学習用の文章 -
++++

2022.05.18NurSHARE編集部

これまで本企画で共有された学生支援における課題を踏まえ、これからの学生支援として何が求められるのかを掘り下げるべく開催した、本企画プランナー・三森寧子先生(千葉大学教育学部)と3名の執筆者による座談会の様子をお届けします。

※この座談会は2022年3月25日に開催しました(ただし、本文中の学年などは2022年度に合わせています)。

<座談会 (1) はこちら

“キャリア=生き方”を学ぶ仕組みをつくる

他者とのかかわりを実現するキャリアセンター

矢野:三森先生がおっしゃった「1対1のかかわり」「他者とのつながり」というのが、学生支援のキーワードの一つとして見えてきましたね。そうした時に「キャリア」という概念をうまく使って欲しいということを、ご提案させてください。本学では2019年度にキャリアセンターをつくり、そこに教員やキャリアカウンセラーを専任で配置しました。キャリアといっても、就職にかかわる部分だけでなく、“生き方全般”というふうに捉えたんですね。そしてキャリア相談は「1年生からいつでも来ていいんだよ」ということを学生に広く知らせました。さきほど三森先生のお話の中でも出てきたように、学生相談というと“心が病んだときに保健室に逃げ込む”ような負のイメージがあって、キャリア相談をすることを躊躇させているかもしれないという懸念があったからです。就職活動の相談はもちろん、学生時代の過ごし方、将来への不安とか、あらゆる相談にキャリアカウンセラーの資格をもった職員が対応しますよと学生たちに積極的に伝えました。つまり、ちょっと誰かに聞いて欲しいなという時に、1対1でかかわってくれるのがキャリアセンターなんだと知ってほしかったのです。実際に就活生だけでなく、1年生もセンターに相談にやって来ます。「どうやってアルバイトをみつけたらいいか」「一人暮らしで朝起きられない」など、あらゆる相談が持ち込まれます。内容によっては先輩学生を紹介し、相談するよう勧めることもあります。高校までの担任の先生や先輩に話すような感覚なのでしょう。ちょっと気になることがあれば1対1のかかわりをもてる場としてキャリアセンターがあることを保障したわけです。もし、学内にキャリアセンターが設置されていない、キャリア専任担当者がいない、という場合でも、こんなふうに学生の生き方全般のことと捉えて1対1のかかわりを教職連携でなんとかやっていただけることもあるのではないかなと、ご参考にしていただけると幸いです。

++++

提供データ -
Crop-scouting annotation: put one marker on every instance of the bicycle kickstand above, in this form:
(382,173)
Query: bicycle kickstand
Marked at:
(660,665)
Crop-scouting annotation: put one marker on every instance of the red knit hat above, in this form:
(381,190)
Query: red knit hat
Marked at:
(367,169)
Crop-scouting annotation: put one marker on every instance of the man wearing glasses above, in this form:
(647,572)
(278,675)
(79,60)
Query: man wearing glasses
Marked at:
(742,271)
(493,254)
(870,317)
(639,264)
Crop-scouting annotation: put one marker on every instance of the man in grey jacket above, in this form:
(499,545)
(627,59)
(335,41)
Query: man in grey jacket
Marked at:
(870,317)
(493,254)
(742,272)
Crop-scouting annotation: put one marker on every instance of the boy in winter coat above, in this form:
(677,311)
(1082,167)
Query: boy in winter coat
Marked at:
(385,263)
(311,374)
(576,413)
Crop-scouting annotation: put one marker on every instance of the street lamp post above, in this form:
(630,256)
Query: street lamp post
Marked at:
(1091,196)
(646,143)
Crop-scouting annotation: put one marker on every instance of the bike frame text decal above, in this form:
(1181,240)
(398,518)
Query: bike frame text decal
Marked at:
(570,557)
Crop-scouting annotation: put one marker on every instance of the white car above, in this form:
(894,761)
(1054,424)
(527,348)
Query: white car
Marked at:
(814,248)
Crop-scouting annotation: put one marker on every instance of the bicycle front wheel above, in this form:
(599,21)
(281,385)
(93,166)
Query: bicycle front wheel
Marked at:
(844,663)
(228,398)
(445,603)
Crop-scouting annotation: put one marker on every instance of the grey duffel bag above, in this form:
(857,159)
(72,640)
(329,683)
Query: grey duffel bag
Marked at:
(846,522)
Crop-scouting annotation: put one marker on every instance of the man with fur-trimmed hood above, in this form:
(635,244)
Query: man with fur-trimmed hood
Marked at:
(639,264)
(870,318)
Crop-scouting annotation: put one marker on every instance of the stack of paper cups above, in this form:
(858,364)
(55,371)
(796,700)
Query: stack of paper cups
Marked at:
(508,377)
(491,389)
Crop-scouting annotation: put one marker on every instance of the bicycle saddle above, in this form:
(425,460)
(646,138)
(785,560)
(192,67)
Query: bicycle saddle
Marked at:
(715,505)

++++

課題の内容 -
学生支援をテーマにした座談会の文章を、最後の文のあとから書き足してください。 データは別のところから持ってきたものです。

結果 -
三森:貴重なご示唆をありがとうございます。いつでも来ていいよとアナウンスをしたら実際に学生さんが来てくれた、というのはすばらしいなと思ったのですが、そのキャリアセンターについての周知はどのようにされたのですか?

キャリア教育科目をカリキュラムに組み込む

矢野:キャリア教育科目の授業の中です。本学では入学してすぐの1年生が受講するキャリア教育科目を必修化しました。教員だけでなくキャリアカウンセラーにも話をしてもらってキャリアセンターについても案内しています。教職協働でつくっている授業です。2022年度で必修化して2年目になりますが、2年生、3年生になって「キャリアセンターのことを思い出したので来ました」という学生がいますね。

三森:カリキュラムの中に位置づけたということですね。

矢野:そのとおりです。この科目の立ち上げは5年ほど前でしたが、最初から必修科目にするのは難しかったので、選択必修科目としてスタートしました。

三森:当時、立ち上げには川越先生も携わられたのですか?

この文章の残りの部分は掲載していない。